Records:
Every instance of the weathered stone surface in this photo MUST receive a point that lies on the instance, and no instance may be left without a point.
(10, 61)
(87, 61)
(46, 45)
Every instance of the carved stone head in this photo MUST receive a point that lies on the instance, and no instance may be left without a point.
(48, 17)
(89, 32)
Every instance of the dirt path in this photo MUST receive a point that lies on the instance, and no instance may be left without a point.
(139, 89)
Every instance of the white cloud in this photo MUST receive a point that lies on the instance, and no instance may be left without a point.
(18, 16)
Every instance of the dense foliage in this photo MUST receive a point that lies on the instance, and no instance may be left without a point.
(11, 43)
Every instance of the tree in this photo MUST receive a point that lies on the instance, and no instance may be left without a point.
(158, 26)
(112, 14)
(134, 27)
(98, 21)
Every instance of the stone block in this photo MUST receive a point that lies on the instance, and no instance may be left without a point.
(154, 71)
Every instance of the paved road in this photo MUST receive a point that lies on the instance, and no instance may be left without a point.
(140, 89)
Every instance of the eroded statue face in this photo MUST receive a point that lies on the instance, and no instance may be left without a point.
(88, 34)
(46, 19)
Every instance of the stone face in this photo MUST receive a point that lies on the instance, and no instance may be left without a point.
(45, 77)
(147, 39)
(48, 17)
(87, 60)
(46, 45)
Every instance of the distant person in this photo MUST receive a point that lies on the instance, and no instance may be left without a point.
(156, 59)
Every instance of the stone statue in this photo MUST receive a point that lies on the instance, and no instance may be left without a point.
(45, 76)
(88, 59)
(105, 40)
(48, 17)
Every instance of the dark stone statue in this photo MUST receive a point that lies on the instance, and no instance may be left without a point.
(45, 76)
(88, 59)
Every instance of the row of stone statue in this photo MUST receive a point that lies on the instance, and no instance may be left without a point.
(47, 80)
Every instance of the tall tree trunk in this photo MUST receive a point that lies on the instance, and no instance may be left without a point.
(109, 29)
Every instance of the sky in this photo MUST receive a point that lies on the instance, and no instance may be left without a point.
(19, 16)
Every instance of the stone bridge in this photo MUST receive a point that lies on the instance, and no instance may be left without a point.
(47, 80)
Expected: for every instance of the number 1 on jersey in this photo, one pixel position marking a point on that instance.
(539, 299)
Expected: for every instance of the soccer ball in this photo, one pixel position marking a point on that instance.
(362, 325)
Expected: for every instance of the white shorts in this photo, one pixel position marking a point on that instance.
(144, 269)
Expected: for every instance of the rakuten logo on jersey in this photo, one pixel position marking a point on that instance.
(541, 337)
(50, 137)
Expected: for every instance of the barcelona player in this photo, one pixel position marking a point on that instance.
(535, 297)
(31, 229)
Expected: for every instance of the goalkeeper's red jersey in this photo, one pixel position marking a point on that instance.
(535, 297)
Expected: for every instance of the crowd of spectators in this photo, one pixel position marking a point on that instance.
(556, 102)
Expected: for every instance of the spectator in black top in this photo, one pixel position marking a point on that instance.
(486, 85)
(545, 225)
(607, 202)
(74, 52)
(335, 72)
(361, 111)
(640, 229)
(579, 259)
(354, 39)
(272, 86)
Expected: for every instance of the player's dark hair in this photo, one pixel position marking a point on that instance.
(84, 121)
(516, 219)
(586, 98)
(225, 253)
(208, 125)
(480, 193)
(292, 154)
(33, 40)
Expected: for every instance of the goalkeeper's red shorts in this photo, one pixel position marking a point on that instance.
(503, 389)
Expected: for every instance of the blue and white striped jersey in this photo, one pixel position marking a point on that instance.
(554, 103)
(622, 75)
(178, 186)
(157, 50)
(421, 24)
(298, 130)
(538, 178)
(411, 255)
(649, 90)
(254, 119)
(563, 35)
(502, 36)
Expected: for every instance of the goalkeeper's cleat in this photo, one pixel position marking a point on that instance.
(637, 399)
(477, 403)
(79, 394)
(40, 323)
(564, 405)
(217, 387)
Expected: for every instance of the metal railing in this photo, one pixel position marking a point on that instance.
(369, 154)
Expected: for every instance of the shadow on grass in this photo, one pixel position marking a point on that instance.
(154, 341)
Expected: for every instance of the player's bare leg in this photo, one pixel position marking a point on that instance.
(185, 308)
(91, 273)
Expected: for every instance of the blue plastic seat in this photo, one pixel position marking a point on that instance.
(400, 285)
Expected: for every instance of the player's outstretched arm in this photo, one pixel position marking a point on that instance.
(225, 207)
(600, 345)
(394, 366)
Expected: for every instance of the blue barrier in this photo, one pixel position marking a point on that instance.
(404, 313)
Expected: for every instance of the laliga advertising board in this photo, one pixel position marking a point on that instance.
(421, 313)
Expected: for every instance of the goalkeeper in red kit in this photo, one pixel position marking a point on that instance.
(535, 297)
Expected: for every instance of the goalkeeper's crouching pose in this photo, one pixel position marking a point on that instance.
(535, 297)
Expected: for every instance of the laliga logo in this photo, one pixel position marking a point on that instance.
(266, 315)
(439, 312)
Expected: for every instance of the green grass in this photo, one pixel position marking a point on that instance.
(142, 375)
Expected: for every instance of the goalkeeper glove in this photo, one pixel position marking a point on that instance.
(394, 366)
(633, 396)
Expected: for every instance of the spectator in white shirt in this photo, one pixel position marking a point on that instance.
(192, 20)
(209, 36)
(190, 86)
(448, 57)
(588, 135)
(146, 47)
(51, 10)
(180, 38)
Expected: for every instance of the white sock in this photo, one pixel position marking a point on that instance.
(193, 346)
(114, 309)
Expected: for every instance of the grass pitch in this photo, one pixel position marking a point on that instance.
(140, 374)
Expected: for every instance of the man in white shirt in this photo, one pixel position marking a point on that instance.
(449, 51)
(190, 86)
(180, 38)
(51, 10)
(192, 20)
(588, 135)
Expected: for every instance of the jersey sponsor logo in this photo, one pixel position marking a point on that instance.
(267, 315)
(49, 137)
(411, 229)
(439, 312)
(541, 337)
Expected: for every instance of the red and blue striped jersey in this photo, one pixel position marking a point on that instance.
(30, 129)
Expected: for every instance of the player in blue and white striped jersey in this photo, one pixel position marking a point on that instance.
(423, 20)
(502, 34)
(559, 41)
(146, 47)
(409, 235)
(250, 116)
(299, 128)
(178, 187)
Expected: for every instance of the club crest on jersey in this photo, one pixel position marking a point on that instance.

Exercise details: Up to and including the last line of the listing above, copy exactly every line from the one that contains "Expected: for every instance of the grass" onward; leave out all others.

Solution to the problem:
Expected: for every instance of the grass pitch in this photo, one pixel position marking a point on that instance.
(140, 374)
Expected: for every instance of the man in white shirt in this photo, one pixel position marking a point on that instance.
(449, 51)
(190, 86)
(180, 38)
(51, 10)
(192, 20)
(588, 135)
Expected: for every instance of the jersey sponsor logo in this photo, one pixel position marking a point on that instance.
(267, 315)
(49, 137)
(411, 229)
(439, 312)
(541, 337)
Expected: for every instance of the red and blue striped jersey in this photo, one pixel position marking a point on that instance.
(30, 129)
Expected: for every instance of the player in blue and white striped jersey in this photo, one pixel position marking a point on that instance.
(423, 20)
(502, 34)
(559, 41)
(146, 47)
(409, 235)
(250, 116)
(299, 128)
(178, 187)
Expected: for every instance of the club crest on jersey in this photo, one pixel position marking a point on that instance.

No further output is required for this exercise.